#### Task instructions
Give an exact copy of the data that follows.

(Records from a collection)
────────────────

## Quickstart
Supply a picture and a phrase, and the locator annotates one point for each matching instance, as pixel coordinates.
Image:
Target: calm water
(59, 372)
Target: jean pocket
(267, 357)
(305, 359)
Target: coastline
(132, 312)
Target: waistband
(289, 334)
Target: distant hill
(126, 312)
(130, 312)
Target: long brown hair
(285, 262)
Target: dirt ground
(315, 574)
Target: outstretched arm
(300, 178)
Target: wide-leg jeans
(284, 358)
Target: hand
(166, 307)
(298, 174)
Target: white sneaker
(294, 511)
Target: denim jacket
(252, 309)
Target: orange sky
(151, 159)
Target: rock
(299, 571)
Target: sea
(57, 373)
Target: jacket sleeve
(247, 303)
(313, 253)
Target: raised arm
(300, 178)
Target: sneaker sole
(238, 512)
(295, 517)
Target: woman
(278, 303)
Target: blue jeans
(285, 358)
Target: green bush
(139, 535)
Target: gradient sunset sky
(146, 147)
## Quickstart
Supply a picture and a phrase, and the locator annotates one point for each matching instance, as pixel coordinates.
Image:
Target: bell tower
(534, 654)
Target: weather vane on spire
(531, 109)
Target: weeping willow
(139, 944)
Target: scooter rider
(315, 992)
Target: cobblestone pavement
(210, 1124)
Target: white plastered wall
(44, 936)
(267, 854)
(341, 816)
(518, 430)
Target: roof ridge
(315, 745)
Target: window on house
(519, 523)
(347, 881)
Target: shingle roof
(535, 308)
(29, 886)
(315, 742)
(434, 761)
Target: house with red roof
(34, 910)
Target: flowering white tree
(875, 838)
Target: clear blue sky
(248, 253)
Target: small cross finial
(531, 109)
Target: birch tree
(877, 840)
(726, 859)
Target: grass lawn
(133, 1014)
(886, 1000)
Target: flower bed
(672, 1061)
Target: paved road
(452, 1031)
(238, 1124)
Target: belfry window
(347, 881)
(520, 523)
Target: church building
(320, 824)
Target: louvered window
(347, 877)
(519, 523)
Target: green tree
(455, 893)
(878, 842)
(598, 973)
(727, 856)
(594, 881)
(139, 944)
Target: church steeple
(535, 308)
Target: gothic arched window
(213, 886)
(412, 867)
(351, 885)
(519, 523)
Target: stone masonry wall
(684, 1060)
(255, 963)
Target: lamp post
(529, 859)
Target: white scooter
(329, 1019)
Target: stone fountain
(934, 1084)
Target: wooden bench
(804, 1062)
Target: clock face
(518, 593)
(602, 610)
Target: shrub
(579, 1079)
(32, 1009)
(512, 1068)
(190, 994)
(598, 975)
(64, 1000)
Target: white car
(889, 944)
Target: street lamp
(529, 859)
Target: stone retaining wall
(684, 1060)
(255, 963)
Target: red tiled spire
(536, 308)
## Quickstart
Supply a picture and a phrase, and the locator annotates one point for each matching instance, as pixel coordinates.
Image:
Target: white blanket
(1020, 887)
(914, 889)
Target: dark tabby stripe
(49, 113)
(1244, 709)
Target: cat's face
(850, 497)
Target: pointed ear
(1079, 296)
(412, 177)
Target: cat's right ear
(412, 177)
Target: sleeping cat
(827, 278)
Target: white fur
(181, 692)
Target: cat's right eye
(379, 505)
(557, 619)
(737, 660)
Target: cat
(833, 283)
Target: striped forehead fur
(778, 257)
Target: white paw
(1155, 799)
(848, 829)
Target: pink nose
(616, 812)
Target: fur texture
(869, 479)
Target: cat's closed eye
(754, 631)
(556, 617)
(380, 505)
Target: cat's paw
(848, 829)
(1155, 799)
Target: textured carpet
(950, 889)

────────────────

#### Reply to the exercise
## Quickstart
Supply a picture and a phrase, and the locator annotates one point for each matching instance, as pixel coordinates.
Image:
Target: calm water
(59, 372)
Target: jean pocket
(267, 357)
(305, 359)
Target: coastline
(132, 312)
Target: waistband
(289, 334)
Target: distant hill
(126, 312)
(130, 312)
Target: long brown hair
(285, 262)
Target: dirt ground
(315, 574)
Target: outstretched arm
(300, 178)
Target: wide-leg jeans
(284, 358)
Target: hand
(166, 307)
(298, 174)
Target: white sneaker
(294, 511)
Target: denim jacket
(252, 309)
Target: orange sky
(151, 159)
Target: rock
(299, 571)
Target: sea
(57, 373)
Target: jacket sleeve
(247, 303)
(313, 253)
Target: raised arm
(300, 178)
Target: sneaker sole
(238, 512)
(295, 517)
Target: woman
(278, 303)
Target: blue jeans
(285, 358)
Target: green bush
(139, 535)
Target: gradient sunset sky
(146, 147)
## Quickstart
Supply a picture and a phrase, and the locator annotates one point for each matching instance, as pixel coordinates.
Image:
Target: bell tower
(534, 654)
Target: weather vane on spire
(531, 109)
Target: weeping willow
(139, 944)
Target: scooter rider
(315, 992)
Target: cobblestone pavement
(210, 1124)
Target: white plastered wall
(44, 936)
(267, 854)
(341, 816)
(518, 430)
Target: roof ridge
(315, 745)
Target: window on house
(519, 523)
(347, 881)
Target: shingle roof
(535, 308)
(29, 886)
(315, 742)
(434, 761)
Target: house with red roof
(34, 910)
Target: flowering white tree
(875, 838)
Target: clear blue sky
(248, 253)
Target: small cross finial
(531, 109)
Target: birch tree
(877, 840)
(726, 859)
Target: grass lawn
(133, 1014)
(886, 1000)
Target: flower bed
(672, 1061)
Target: paved road
(452, 1031)
(238, 1124)
Target: belfry window
(347, 881)
(520, 523)
Target: church building
(320, 824)
Target: louvered window
(347, 877)
(519, 523)
Target: green tree
(455, 893)
(878, 842)
(598, 973)
(727, 856)
(594, 881)
(139, 944)
Target: church steeple
(535, 308)
Target: gothic arched window
(213, 886)
(412, 867)
(351, 885)
(519, 523)
Target: stone masonry wall
(684, 1060)
(255, 963)
Target: lamp post
(529, 859)
Target: white scooter
(329, 1019)
Target: stone fountain
(934, 1084)
Target: wooden bench
(804, 1062)
Target: clock face
(518, 593)
(602, 610)
Target: shrub
(579, 1079)
(32, 1009)
(512, 1068)
(190, 994)
(598, 975)
(64, 1000)
Target: white car
(889, 944)
Target: street lamp
(529, 859)
Target: stone retaining wall
(684, 1060)
(255, 963)
Target: red tiled spire
(536, 308)
## Quickstart
Supply a picture and a phrase, and the locator annotates one point for each matching instance, as pixel coordinates.
Image:
Target: white blanket
(1020, 887)
(914, 889)
Target: dark tabby stripe
(49, 113)
(1244, 709)
Target: cat's face
(850, 497)
Target: pointed ear
(1079, 296)
(412, 177)
Target: cat's right ear
(412, 177)
Target: sleeping cat
(827, 278)
Target: white fur
(181, 692)
Target: cat's right eye
(379, 505)
(557, 619)
(737, 660)
Target: cat
(833, 283)
Target: striped forehead fur
(778, 257)
Target: white paw
(1155, 799)
(848, 829)
Target: pink nose
(616, 812)
Target: fur texture
(869, 479)
Target: cat's closed eye
(754, 631)
(556, 617)
(380, 505)
Target: cat's paw
(848, 829)
(1155, 799)
Target: textured carpet
(950, 889)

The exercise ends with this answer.